AIM OF THE TASK
From the text on the trypsinogen locus duplications and triplications, list each primer named in Table 4 together with its sequence.

PAGE TEXT
Finally, it should be noted that the precise characterization of the junctions of the duplications and triplications allows for easy screening using conventional PCR for the presence of these CNMs. The primer pair P9/P10 generated a band of 433 bp in both the duplication and triplication carriers as well as in healthy controls, whereas the primer pair P9/P11 generated a patient-specific band of 307 bp (Fig.  1 G; for primer sequences, see Table  4 ). This rapid method is not however capable of distinguishing a duplication from a triplication.

Table 4.

Primer sequences pertaining to the conventional PCR method used for the rapid detection of the presence of the duplication and triplication mutations

Primer a Sequence (5′ → 3′)  Region b Strand 
P9 GCATCTCTCACAGAGGCTGTT 142278852–142278872 − 
P10 ACTTTCCTTGTCTGGACTCACC 142278440–142278461 
P11 GTGCTTGCATTTGCACCTGT 141580924–141580943 − 
Primer a Sequence (5′ → 3′)  Region b Strand 
P9 GCATCTCTCACAGAGGCTGTT 142278852–142278872 − 
P10 ACTTTCCTTGTCTGGACTCACC 142278440–142278461 
P11 GTGCTTGCATTTGCACCTGT 141580924–141580943 − 

a See also Figure  1 G.

b In accordance with the human chromosome 7 assembly, March 2006 (hg18).

Exploring the origin of the complex triplication

The trypsinogen locus triplication analyzed here is one of the most complex CNMs known to cause human inherited disease and the first of its kind to be described at the DNA sequence level. Its analysis has provided new insights into the intricacy of the process underlying the generation of human CNVs. Our findings strongly support the view that the triplication allele was generated by two independent duplication events that gave rise to the first and second composite duplication blocks as indicated in Figure  1 D.

RECORDED DATA
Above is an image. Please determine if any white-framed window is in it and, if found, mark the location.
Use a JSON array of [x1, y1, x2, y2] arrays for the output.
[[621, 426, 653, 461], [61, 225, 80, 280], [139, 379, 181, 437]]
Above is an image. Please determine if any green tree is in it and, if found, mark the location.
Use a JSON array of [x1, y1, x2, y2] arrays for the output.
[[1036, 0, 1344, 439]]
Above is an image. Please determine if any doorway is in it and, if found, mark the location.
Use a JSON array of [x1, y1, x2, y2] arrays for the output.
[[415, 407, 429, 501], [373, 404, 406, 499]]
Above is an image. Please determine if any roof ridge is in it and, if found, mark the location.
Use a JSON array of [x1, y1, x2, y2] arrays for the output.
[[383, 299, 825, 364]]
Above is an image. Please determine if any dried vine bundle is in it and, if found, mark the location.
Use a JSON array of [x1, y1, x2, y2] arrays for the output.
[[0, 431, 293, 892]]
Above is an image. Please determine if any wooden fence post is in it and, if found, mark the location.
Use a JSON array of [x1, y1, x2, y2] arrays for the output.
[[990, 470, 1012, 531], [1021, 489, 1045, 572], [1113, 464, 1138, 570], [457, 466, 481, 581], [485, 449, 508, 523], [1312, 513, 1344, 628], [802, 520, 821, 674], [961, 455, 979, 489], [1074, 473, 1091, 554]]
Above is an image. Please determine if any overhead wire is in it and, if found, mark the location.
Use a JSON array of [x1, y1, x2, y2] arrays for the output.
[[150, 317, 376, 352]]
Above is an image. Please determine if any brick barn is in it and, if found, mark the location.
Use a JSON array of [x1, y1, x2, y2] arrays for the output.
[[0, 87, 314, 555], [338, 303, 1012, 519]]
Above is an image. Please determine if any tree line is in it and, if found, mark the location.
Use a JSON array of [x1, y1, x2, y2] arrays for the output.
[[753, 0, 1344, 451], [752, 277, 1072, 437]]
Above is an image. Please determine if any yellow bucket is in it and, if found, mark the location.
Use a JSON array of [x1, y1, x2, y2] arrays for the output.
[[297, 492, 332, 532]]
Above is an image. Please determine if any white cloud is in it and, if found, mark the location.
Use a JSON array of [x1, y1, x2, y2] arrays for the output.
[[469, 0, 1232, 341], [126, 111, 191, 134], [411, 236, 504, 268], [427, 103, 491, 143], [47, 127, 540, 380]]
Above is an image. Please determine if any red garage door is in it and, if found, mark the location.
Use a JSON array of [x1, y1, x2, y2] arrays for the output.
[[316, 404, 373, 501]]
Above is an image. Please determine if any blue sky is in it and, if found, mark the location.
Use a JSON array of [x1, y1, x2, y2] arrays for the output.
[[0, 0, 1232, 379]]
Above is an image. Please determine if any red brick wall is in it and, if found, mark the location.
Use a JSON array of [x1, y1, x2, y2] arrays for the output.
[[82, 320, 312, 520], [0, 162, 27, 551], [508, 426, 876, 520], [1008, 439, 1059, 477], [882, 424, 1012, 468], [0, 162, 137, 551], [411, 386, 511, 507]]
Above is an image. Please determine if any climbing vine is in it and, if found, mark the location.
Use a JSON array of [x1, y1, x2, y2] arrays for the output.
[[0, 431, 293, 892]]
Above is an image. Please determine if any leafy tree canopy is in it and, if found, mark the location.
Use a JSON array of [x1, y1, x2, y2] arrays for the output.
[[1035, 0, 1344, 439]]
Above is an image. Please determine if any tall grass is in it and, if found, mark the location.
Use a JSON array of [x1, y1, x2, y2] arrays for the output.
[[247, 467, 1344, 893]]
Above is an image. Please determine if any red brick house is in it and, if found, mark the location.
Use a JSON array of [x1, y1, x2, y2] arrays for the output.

ANSWER SPACE
P9: GCATCTCTCACAGAGGCTGTT
P10: ACTTTCCTTGTCTGGACTCACC
P11: GTGCTTGCATTTGCACCTGT